#### Entries supplied ####

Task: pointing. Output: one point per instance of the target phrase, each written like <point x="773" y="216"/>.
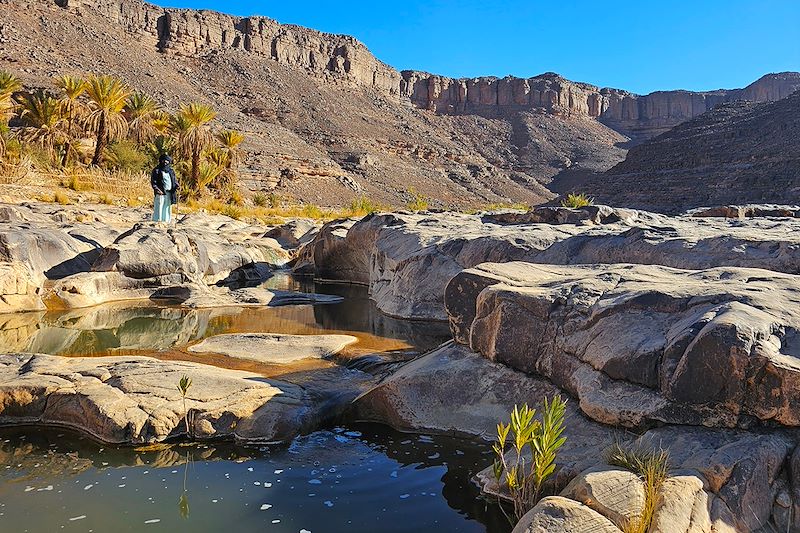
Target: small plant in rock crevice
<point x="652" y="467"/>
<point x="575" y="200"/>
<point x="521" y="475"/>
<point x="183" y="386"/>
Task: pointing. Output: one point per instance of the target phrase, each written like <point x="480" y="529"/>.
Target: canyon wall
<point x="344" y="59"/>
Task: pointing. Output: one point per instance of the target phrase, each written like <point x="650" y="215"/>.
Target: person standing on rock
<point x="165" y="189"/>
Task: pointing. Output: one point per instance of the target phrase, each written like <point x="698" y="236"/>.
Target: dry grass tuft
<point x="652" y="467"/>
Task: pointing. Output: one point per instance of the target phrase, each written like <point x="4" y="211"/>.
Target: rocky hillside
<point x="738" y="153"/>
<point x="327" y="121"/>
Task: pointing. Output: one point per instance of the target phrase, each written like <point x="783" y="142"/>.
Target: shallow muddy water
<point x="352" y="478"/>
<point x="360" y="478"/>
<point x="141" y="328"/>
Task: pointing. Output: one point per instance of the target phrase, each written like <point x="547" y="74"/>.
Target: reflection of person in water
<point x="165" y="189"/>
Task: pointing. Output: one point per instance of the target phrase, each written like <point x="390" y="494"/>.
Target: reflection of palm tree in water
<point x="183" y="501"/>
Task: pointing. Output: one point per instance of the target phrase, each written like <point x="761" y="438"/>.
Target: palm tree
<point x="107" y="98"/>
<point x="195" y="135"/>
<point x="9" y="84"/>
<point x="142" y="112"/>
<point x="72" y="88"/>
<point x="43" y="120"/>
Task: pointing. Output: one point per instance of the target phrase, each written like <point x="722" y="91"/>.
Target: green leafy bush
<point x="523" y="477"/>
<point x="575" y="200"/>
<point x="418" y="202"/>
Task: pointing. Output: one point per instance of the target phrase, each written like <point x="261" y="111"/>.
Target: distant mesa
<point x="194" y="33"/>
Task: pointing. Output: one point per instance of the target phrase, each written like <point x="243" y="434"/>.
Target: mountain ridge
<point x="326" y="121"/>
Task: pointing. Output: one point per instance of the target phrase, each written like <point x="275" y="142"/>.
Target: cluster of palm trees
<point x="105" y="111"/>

####

Directions for this task:
Could the entries above be written out word for word, with no pictures?

Solution to the exercise:
Task: pointing. Output: one point per instance of the target phrase, each written like <point x="773" y="216"/>.
Target: small plant in rock crevice
<point x="652" y="467"/>
<point x="575" y="200"/>
<point x="521" y="475"/>
<point x="183" y="386"/>
Task: pointing. Output: one point per instance of the target phrase, each written like <point x="480" y="529"/>.
Target: canyon wall
<point x="344" y="59"/>
Task: pointing. Output: one point per instance of the target phrase, each written like <point x="650" y="215"/>.
Target: person standing on rock
<point x="165" y="189"/>
Task: pointing. Output: one point per instance of the target phrase, each written like <point x="698" y="236"/>.
Target: dry grass tuft
<point x="652" y="467"/>
Task: pointing. Output: one point per instance of the target phrase, each written like <point x="4" y="211"/>.
Target: rocky hillside
<point x="738" y="153"/>
<point x="327" y="121"/>
Task: pointing. Output: one point per instance of the target phrase, each written like <point x="783" y="142"/>.
Target: shallow muddy water
<point x="352" y="478"/>
<point x="360" y="478"/>
<point x="141" y="328"/>
Task: pointing. Output: one point per instance of the target phrase, each written like <point x="547" y="74"/>.
Target: reflection of person in water
<point x="165" y="189"/>
Task: pointing. Output: one point per instance of the target phrase, each written like <point x="390" y="494"/>.
Target: reflection of palm tree in water
<point x="183" y="501"/>
Task: pointing. Output: one point per instance of the target phrase, each written like <point x="761" y="438"/>.
Target: palm tree
<point x="107" y="98"/>
<point x="195" y="135"/>
<point x="9" y="84"/>
<point x="142" y="112"/>
<point x="72" y="88"/>
<point x="43" y="120"/>
Task: pointing. Output: one point per instance of the target phrase, each written like <point x="722" y="91"/>.
Target: green leafy bush
<point x="523" y="477"/>
<point x="575" y="200"/>
<point x="418" y="202"/>
Task: pointing. Output: one point per instance of the target phrase, each written like <point x="261" y="111"/>.
Target: distant mesa
<point x="194" y="33"/>
Task: pointing. Output: one point per instance of the target phrase, each written like <point x="243" y="434"/>.
Target: mountain ridge
<point x="326" y="121"/>
Task: pointing. Output: one point per instance of the target phrase, each written like <point x="275" y="142"/>.
Target: cluster of palm trees
<point x="105" y="111"/>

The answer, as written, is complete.